Document passage:
Article activity feed

  1. Evaluation Summary:

    This manuscript is of broad interest to researchers working in the area of lower urinary tract dysfunction. It describes a novel method to reliably study bladder function; the approach allows for monitoring bladder filling and emptying in freely moving, non-anaesthetized animals without the need for catheter implantation. This work has optimized a machine learning algorithm for defining the outline of the urinary bladder border from fluoroscopic images of mice that received subcutaneous injections of iodinated radiocontrast media. The advantage is that with images taken at 30 images/second and with monitoring bladder dynamics requiring hours-long observation periods, this very large number of generated images no longer requires manual analysis.

    (This preprint has been reviewed by eLife. We include the public reviews from the reviewers here; the authors also receive private feedback with suggested changes to the manuscript. Reviewer #1 agreed to share their name with the authors.)

  2. Reviewer #1 (Public Review):

    This is an interesting new bladder function monitoring approach in rodents that can accurately monitor bladder filling and emptying in freely moving non-anaesthetized animals that does not require implantation of a suprapubic catheter. This was accomplished by using machine learning to define the bladder wall from fluoroscopic images of mice injected with iodinated radiocontrast media taken at 30 images/second over 2-3 hours. While this approach cannot provide any information on intravesical pressures, it can provide much more accurate and detailed information on bladder filling, urethral flow rate, intra contraction intervals and residual bladder volume than assays of voiding spots on paper or metabolic cages monitoring of urine production with microbalances.

  3. Reviewer #2 (Public Review):

    Cystometry is a commonly used invasive technique to collect metrics of bladder function, where a catheter is implanted in the bladder to infuse saline and monitor the bladder pressure. The authors have shown, for the first time to non-invasively collect metrics of bladder function such as bladder capacity, residual volume and urine flow rate in an awake mouse. They have used X-ray videocystometry to show that under urethane anesthesia the voiding efficiency and urine flow rate are reduced. Further, presence of a catheter in the dome was shown to drastically reduce the bladder capacity. Furthermore, to speed up data analysis they have used deep learning tools to calculate the metrics of bladder function.

    The data is excellent and it justifies the conclusions, however the reasoning behind the conclusions needs some fine-tuning. More details of AI measurement methods and how well it performs would help others in the field.

Problem: In the reviews of the bladder-monitoring method, what effect did Reviewer #2 say a catheter in the dome had?

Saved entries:

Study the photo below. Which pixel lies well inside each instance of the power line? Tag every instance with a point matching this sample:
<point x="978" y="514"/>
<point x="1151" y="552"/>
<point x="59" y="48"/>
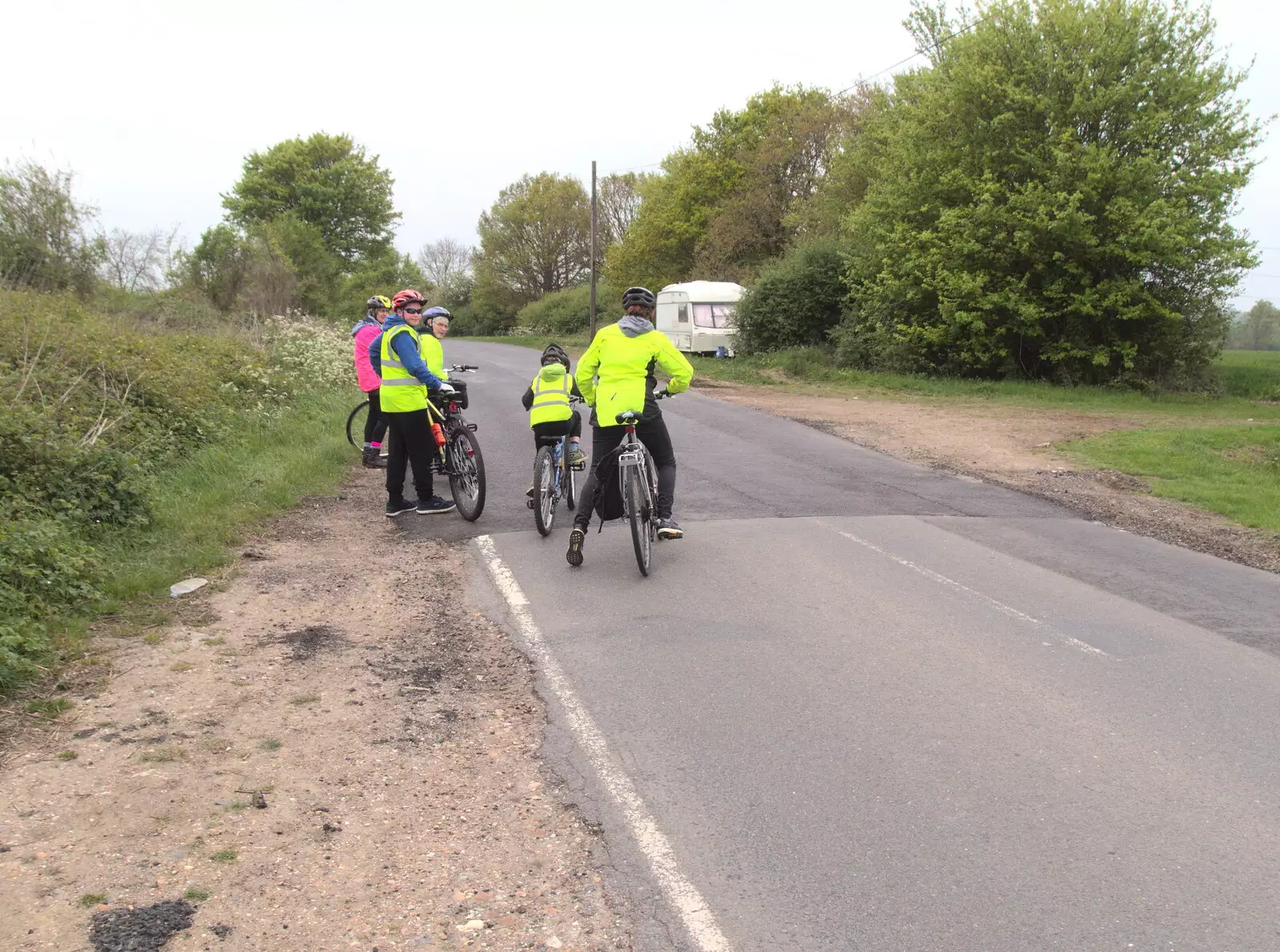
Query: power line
<point x="918" y="53"/>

Result of the task: It drastically reduced the bladder capacity.